Exercise instructions:
Please present the entries below as a Markdown table with two columns, Row and Line, putting a running number in Row and the text of each line in Line. Cover all the entries and leave out blank lines.

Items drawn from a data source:
--- begin ---
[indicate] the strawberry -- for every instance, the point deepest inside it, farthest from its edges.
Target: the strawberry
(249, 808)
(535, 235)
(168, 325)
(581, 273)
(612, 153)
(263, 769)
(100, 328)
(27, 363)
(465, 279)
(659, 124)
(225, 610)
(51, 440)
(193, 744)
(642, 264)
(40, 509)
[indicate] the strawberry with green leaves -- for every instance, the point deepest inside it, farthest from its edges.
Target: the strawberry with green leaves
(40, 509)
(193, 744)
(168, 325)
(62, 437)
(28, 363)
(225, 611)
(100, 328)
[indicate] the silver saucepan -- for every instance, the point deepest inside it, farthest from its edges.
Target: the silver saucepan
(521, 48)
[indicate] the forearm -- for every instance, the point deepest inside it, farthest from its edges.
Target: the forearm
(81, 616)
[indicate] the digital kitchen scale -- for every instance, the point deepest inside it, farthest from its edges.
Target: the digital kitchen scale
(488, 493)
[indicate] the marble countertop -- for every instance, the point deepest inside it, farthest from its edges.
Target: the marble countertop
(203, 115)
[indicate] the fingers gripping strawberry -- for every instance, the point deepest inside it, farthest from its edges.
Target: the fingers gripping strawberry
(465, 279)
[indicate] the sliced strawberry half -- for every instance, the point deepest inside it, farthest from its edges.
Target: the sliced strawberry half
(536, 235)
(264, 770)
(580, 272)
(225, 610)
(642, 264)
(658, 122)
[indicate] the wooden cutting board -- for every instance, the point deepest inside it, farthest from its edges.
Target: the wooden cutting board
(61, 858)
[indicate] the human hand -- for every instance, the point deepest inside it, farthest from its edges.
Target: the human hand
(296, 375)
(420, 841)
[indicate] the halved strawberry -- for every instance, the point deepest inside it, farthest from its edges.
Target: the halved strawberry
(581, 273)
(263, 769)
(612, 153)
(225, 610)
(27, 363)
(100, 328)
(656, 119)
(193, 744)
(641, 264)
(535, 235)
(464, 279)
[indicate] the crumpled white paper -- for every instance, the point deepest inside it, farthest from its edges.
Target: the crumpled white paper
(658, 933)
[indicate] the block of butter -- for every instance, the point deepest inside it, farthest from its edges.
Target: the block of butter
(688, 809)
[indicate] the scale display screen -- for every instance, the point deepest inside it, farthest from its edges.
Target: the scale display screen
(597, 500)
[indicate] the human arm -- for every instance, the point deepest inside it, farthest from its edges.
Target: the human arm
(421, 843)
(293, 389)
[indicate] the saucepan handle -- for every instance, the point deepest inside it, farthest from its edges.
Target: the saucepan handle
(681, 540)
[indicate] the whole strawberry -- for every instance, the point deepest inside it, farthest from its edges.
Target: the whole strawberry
--- end ---
Written response:
| Row | Line |
|---|---|
| 1 | [indicate] the strawberry -- for every instance, the point deepest inside it, farthest from its edges. |
| 2 | Target: the strawberry |
| 3 | (249, 808) |
| 4 | (535, 235) |
| 5 | (168, 325) |
| 6 | (581, 273) |
| 7 | (612, 153) |
| 8 | (263, 769) |
| 9 | (100, 328) |
| 10 | (27, 363) |
| 11 | (465, 279) |
| 12 | (659, 124) |
| 13 | (225, 610) |
| 14 | (51, 440) |
| 15 | (193, 744) |
| 16 | (642, 264) |
| 17 | (40, 509) |
| 18 | [indicate] the strawberry with green leaves -- for every instance, the point deepest inside it, farthest from its edges. |
| 19 | Target: the strawberry with green leaves |
| 20 | (40, 509) |
| 21 | (193, 744) |
| 22 | (168, 325) |
| 23 | (62, 437) |
| 24 | (28, 363) |
| 25 | (225, 611) |
| 26 | (100, 328) |
| 27 | [indicate] the silver saucepan -- for every instance, the point deepest inside it, farthest from its edges. |
| 28 | Target: the silver saucepan |
| 29 | (521, 48) |
| 30 | [indicate] the forearm -- for every instance, the point deepest inside it, farthest from its edges. |
| 31 | Target: the forearm |
| 32 | (81, 616) |
| 33 | [indicate] the digital kitchen scale -- for every instance, the point deepest inside it, farthest from its edges. |
| 34 | Target: the digital kitchen scale |
| 35 | (488, 493) |
| 36 | [indicate] the marble countertop -- for every instance, the point deepest inside it, farthest from its edges. |
| 37 | Target: the marble countertop |
| 38 | (203, 115) |
| 39 | [indicate] the fingers gripping strawberry -- for every instance, the point deepest inside it, farthest from its edges. |
| 40 | Target: the fingers gripping strawberry |
| 41 | (465, 279) |
| 42 | [indicate] the sliced strawberry half -- for every instance, the point deepest inside it, farthest from its edges. |
| 43 | Target: the sliced strawberry half |
| 44 | (536, 235) |
| 45 | (264, 770) |
| 46 | (580, 272) |
| 47 | (225, 610) |
| 48 | (642, 264) |
| 49 | (658, 122) |
| 50 | [indicate] the wooden cutting board -- for every instance, the point deepest inside it, farthest from its edges. |
| 51 | Target: the wooden cutting board |
| 52 | (61, 858) |
| 53 | [indicate] the human hand -- for every instance, the point deepest inside it, farthest from its edges. |
| 54 | Target: the human hand |
| 55 | (296, 375) |
| 56 | (420, 841) |
| 57 | [indicate] the halved strawberry -- for every instance, the point deepest inside it, farthest from its edges. |
| 58 | Target: the halved strawberry |
| 59 | (581, 273) |
| 60 | (263, 769) |
| 61 | (612, 153) |
| 62 | (225, 610) |
| 63 | (27, 363) |
| 64 | (100, 328) |
| 65 | (656, 119) |
| 66 | (193, 744) |
| 67 | (641, 264) |
| 68 | (535, 235) |
| 69 | (464, 279) |
| 70 | [indicate] the crumpled white paper -- for every instance, the point deepest inside it, farthest from its edges. |
| 71 | Target: the crumpled white paper |
| 72 | (658, 933) |
| 73 | [indicate] the block of butter -- for every instance, the point deepest inside it, farthest from its edges. |
| 74 | Target: the block of butter |
| 75 | (688, 809) |
| 76 | [indicate] the scale display screen -- for every instance, the point deepest inside it, farthest from its edges. |
| 77 | Target: the scale display screen |
| 78 | (597, 500) |
| 79 | [indicate] the human arm -- for every instance, the point deepest inside it, farthest from its edges. |
| 80 | Target: the human arm |
| 81 | (421, 843) |
| 82 | (293, 389) |
| 83 | [indicate] the saucepan handle -- for every instance, the point deepest inside it, farthest from its edges. |
| 84 | Target: the saucepan handle |
| 85 | (681, 540) |
| 86 | [indicate] the whole strawberry -- for every instance, the point deepest inside it, farthest from its edges. |
| 87 | Target: the whole strawberry |